> [ФРАГМЕНТ ТЕКСТА]
----
И вместо того, чтобы помочь бедному ямщику распрячь лошадь, он пошел в соседнюю конюшню и велел заложить нам свежую четверню.
Русским далеко до принятия закона, защищающего животных от дурного обращения людей, какой существует у англичан; у русских в защите нуждаются прежде всего люди, а не собаки и не лошади, как в Лондоне. Мой фельдъегерь просто не поверил бы в существование такого закона.
Этот человек, ливонец по происхождению, на мое счастье, говорит по-немецки. Он носит маску казенной вежливости и ведет угодливые речи, но в мыслях его просвечивает много дерзости и упрямства. Он тщедушен, белобрыс, его можно было бы принять за подростка, если бы не суровое выражение лица и не лживый жестокий взгляд; у него серые, опушенные белесыми ресницами глаза, крутой, но низкий лоб, тускло-желтые густые брови, сухое лицо, белая кожа, задубевшая от мороза и ветра; говорит он, не разжимая губ. Зеленый, как у всех русских, опрятный, ладно скроенный мундир с застежкой спереди, перепоясанный кожаным ремнем, придает ему щеголеватый вид. У него легкая походка, но чрезвычайно медлительный ум.
Хотя он отлично вымуштрован, сразу видно, что он не русского происхождения: наполовину шведское, наполовину тевтонское племя, которое заселяет южный берег Финского залива, сильно отличается от славян и финнов, которые преобладают в петербургской губернии. Коренные русские изначально были достойнее, чем метисы, которые охраняют ныне подступы к этой северной стране.
Мой фельдъегерь не внушает мне доверия; официально он считается моим защитником, моим провожатым; но я вижу в нем переодетого шпиона и думаю, что он в любой момент может получить приказ стать моим сбиром или тюремщиком… Подобные мысли портят удовольствие от путешествия; но я вам уже сказал, что они приходят мне в голову только тогда, когда я берусь за перо: в пути я полностью поглощен быстрой ездой и мельканьем предметов.
----
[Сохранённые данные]
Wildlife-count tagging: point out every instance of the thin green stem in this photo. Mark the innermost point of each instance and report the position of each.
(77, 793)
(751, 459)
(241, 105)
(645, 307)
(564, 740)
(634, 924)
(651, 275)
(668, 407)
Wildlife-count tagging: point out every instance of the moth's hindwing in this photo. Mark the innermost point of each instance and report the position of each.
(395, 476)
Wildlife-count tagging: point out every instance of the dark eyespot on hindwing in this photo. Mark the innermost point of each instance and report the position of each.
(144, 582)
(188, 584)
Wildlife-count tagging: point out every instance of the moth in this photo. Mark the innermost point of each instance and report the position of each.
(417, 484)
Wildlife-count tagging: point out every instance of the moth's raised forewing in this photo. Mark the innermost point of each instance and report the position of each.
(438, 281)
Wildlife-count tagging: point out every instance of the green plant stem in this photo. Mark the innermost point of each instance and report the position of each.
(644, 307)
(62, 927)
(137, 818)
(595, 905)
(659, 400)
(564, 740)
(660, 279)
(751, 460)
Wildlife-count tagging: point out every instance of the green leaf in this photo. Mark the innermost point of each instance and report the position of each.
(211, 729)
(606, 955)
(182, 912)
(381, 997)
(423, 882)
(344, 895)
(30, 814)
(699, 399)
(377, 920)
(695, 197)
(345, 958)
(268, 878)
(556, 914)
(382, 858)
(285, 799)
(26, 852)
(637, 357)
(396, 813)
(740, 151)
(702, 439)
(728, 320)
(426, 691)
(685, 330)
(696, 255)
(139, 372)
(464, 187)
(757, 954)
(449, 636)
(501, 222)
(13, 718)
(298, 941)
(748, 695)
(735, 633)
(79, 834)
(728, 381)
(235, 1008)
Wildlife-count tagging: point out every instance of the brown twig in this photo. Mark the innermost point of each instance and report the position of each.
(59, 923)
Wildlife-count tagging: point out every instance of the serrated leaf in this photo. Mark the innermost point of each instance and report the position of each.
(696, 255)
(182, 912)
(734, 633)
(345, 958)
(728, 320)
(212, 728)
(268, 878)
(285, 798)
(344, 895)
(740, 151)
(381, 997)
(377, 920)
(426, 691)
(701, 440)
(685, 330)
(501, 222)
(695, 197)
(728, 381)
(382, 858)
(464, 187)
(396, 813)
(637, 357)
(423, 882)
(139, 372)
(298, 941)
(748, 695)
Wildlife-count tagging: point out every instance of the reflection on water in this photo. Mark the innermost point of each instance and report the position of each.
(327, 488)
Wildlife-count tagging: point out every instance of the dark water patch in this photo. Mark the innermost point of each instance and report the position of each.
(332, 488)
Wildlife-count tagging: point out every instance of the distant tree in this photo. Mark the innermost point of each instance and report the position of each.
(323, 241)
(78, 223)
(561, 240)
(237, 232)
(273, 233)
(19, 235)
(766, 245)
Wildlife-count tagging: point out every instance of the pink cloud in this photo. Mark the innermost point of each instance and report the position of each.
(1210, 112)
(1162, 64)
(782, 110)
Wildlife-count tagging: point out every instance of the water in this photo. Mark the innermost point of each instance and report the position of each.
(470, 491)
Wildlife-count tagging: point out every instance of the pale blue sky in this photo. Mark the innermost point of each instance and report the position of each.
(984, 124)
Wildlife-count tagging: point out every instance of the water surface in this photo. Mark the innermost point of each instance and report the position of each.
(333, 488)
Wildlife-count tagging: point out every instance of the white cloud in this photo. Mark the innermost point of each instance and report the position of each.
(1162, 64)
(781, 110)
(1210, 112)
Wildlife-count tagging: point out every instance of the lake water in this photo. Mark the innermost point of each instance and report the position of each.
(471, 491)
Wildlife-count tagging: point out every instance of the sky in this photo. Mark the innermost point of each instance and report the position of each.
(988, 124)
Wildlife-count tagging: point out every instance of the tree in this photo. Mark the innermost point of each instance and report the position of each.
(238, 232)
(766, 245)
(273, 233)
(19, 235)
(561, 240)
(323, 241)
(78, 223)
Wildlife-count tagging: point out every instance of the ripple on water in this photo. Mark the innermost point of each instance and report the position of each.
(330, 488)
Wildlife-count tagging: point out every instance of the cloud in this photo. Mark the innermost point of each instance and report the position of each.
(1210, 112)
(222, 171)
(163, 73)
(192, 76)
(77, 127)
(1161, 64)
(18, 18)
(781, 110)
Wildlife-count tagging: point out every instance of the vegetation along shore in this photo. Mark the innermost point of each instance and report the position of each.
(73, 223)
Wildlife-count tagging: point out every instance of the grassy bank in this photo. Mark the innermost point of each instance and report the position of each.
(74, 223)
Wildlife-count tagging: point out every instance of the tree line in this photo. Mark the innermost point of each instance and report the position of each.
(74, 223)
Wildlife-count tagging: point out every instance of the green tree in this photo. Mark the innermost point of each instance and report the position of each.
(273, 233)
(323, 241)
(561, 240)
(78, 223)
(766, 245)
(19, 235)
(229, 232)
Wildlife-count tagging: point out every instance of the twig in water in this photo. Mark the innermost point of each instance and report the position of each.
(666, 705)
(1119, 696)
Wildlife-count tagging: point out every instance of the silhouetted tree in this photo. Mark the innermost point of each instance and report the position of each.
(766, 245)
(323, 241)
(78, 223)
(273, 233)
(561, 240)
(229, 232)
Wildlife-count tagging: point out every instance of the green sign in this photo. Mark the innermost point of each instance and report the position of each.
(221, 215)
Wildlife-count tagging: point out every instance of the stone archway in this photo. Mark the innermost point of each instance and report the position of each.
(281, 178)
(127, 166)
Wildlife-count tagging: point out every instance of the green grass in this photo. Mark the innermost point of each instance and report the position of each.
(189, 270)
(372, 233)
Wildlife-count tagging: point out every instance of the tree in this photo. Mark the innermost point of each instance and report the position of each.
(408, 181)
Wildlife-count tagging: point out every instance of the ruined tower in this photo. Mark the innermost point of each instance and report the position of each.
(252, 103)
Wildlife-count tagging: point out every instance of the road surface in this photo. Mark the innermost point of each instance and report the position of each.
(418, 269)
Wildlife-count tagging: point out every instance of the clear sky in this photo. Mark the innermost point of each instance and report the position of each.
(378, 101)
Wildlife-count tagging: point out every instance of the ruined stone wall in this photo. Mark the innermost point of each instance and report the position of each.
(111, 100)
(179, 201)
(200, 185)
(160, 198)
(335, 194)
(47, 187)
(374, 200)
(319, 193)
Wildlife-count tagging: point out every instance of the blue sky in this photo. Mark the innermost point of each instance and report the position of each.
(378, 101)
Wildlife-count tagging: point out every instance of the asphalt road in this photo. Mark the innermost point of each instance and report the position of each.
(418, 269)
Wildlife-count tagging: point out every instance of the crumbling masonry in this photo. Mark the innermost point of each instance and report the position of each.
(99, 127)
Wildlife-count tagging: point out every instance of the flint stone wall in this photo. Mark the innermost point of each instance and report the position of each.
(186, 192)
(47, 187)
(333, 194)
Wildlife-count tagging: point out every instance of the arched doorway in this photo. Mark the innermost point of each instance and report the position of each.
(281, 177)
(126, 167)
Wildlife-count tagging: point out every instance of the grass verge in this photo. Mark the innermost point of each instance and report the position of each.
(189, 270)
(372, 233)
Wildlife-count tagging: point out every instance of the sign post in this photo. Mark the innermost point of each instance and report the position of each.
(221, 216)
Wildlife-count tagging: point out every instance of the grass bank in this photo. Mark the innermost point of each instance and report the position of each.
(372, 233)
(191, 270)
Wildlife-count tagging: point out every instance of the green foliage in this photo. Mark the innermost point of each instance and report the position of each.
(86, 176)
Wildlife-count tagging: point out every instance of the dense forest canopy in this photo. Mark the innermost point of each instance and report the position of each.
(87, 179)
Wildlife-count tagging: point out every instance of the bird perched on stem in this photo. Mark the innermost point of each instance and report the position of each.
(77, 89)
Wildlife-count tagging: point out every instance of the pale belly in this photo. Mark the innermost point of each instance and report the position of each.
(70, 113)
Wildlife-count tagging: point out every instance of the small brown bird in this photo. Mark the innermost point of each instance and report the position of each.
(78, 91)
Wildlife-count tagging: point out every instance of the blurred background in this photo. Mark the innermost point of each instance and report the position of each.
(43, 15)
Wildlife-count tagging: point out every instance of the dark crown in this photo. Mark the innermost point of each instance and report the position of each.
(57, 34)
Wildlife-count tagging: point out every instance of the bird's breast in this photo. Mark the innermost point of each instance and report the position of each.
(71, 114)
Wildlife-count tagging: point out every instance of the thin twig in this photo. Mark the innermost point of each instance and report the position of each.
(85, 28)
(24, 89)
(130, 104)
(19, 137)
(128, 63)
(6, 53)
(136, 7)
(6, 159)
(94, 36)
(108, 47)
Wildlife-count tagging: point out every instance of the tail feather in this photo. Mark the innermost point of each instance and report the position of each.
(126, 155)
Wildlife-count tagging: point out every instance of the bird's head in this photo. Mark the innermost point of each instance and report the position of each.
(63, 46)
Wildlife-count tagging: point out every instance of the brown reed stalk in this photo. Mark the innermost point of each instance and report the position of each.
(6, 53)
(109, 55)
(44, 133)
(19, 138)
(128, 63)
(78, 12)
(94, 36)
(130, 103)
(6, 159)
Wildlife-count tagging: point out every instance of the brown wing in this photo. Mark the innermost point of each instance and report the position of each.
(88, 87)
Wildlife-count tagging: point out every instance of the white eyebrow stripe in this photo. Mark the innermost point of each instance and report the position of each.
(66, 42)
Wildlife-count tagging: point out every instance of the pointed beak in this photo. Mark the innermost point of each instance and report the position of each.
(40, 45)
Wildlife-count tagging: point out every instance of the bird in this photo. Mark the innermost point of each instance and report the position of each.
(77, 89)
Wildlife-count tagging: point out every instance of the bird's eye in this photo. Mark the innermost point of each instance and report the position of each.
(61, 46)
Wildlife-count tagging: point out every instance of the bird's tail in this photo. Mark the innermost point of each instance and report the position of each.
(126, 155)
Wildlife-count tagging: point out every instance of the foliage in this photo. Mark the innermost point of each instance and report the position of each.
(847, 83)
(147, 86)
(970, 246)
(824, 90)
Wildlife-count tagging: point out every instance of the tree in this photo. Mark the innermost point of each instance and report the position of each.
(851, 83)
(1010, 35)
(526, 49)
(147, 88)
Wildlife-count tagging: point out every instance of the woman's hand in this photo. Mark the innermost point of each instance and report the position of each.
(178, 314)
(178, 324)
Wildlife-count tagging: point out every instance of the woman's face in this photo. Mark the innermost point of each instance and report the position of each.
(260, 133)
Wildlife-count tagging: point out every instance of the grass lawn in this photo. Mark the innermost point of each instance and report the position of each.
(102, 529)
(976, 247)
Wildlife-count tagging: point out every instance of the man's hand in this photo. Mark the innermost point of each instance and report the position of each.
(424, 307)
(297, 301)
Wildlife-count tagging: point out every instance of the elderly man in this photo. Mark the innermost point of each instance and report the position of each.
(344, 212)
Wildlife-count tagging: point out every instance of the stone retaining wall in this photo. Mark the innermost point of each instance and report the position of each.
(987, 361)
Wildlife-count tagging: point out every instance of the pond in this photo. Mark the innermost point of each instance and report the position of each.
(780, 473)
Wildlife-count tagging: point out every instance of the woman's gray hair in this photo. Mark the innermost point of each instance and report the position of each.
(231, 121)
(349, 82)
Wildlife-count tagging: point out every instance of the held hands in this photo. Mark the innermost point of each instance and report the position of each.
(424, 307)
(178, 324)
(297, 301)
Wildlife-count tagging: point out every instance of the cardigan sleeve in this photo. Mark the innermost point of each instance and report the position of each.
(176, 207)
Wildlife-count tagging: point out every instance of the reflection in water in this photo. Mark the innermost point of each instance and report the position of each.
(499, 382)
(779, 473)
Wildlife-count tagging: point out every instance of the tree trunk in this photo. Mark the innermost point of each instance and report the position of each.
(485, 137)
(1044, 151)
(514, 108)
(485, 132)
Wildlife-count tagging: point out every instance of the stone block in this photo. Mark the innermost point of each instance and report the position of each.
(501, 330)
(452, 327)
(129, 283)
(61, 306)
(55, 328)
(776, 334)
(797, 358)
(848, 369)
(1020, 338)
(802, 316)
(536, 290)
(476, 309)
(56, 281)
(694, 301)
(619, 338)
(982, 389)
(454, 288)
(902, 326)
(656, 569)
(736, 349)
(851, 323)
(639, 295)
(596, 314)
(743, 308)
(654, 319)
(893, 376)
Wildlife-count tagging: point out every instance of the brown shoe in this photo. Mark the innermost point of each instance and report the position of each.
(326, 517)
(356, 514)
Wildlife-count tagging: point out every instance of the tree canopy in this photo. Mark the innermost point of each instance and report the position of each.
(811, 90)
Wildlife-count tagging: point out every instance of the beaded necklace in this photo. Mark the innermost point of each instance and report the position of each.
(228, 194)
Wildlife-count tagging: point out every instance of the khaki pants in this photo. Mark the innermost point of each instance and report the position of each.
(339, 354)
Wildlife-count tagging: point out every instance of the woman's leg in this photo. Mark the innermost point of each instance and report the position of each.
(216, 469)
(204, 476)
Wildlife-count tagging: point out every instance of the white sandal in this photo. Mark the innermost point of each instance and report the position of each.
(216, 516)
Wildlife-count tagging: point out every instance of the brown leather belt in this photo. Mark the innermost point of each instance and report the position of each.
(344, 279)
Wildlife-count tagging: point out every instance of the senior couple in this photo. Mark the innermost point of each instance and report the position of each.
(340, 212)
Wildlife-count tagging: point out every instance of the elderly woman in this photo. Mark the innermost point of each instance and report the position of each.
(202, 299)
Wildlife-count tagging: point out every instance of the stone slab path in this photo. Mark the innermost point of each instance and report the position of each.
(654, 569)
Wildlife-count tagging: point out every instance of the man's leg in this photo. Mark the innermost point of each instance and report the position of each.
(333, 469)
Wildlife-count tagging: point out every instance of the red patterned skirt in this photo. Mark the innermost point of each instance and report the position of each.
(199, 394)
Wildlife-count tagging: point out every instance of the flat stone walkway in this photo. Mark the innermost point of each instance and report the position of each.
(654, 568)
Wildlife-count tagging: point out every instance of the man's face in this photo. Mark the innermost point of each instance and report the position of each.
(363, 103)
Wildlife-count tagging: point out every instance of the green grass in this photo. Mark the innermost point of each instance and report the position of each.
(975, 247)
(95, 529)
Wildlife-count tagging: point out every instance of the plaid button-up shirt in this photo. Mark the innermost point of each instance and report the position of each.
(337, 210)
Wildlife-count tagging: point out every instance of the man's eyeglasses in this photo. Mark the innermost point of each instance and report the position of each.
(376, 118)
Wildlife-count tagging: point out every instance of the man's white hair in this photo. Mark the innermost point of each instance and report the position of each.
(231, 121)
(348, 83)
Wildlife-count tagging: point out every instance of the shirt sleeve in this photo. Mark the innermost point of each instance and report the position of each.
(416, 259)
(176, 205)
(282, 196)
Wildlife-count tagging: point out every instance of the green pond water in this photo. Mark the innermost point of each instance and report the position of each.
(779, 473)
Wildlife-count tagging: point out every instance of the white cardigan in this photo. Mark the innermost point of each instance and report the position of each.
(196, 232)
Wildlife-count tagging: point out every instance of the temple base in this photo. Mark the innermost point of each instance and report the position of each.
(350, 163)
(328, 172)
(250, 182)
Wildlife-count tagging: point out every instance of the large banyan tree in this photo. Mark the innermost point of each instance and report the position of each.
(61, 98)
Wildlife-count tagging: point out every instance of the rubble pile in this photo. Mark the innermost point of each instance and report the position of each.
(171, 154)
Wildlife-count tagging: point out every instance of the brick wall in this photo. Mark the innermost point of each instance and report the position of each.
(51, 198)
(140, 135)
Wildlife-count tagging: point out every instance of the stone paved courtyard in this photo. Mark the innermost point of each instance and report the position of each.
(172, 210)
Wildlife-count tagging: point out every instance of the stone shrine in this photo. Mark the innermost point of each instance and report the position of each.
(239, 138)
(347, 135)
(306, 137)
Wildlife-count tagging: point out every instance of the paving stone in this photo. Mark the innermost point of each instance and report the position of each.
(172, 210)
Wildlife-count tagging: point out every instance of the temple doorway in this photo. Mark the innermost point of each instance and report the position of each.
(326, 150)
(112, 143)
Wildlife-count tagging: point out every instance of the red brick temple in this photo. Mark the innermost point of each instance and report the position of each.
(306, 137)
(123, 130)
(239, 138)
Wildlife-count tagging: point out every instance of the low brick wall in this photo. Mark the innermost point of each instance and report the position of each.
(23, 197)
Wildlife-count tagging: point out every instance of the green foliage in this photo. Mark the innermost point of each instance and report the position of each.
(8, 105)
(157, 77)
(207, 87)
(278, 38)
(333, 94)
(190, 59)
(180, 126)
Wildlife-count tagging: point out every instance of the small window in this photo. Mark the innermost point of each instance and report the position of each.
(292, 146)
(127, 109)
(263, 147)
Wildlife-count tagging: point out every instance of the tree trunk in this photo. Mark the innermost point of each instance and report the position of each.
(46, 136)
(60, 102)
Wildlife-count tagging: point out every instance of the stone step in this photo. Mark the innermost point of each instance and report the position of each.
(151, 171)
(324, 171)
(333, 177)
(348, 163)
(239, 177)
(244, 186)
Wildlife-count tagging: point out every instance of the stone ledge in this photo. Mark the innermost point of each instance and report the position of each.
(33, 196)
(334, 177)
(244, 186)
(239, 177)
----
> [ФОРМУЛИРОВКА ЗАДАНИЯ A] Каково, согласно фрагменту текста, происхождение фельдъегеря?
> [ФОРМУЛИРОВКА ЗАДАНИЯ B] Измените часть листинга, которая начинается строкой, содержащей «Wildlife-count tagging: point out every instance of the low», и продолжается до конца листинга: замените «small window» на «narrow window», оставив всё прочее без изменений. Приведите только эту часть листинга.
Фрагмент текста и листинг взяты из разных источников.

> [ОЖИДАЕМЫЙ ОТВЕТ A] Он ливонец по происхождению.

> [ОЖИДАЕМЫЙ ОТВЕТ B]
Wildlife-count tagging: point out every instance of the low brick wall in this photo. Mark the innermost point of each instance and report the position of each.
(23, 197)
Wildlife-count tagging: point out every instance of the green foliage in this photo. Mark the innermost point of each instance and report the position of each.
(8, 105)
(157, 77)
(207, 87)
(278, 38)
(333, 94)
(190, 59)
(180, 126)
Wildlife-count tagging: point out every instance of the narrow window in this photo. Mark the innermost point of each instance and report the position of each.
(292, 146)
(127, 109)
(263, 147)
Wildlife-count tagging: point out every instance of the tree trunk in this photo. Mark the innermost point of each instance and report the position of each.
(46, 136)
(60, 102)
Wildlife-count tagging: point out every instance of the stone step in this photo. Mark the innermost point of each instance and report the position of each.
(151, 171)
(324, 171)
(333, 177)
(348, 163)
(239, 177)
(244, 186)
Wildlife-count tagging: point out every instance of the stone ledge in this photo. Mark the innermost point of each instance and report the position of each.
(33, 196)
(334, 177)
(244, 186)
(239, 177)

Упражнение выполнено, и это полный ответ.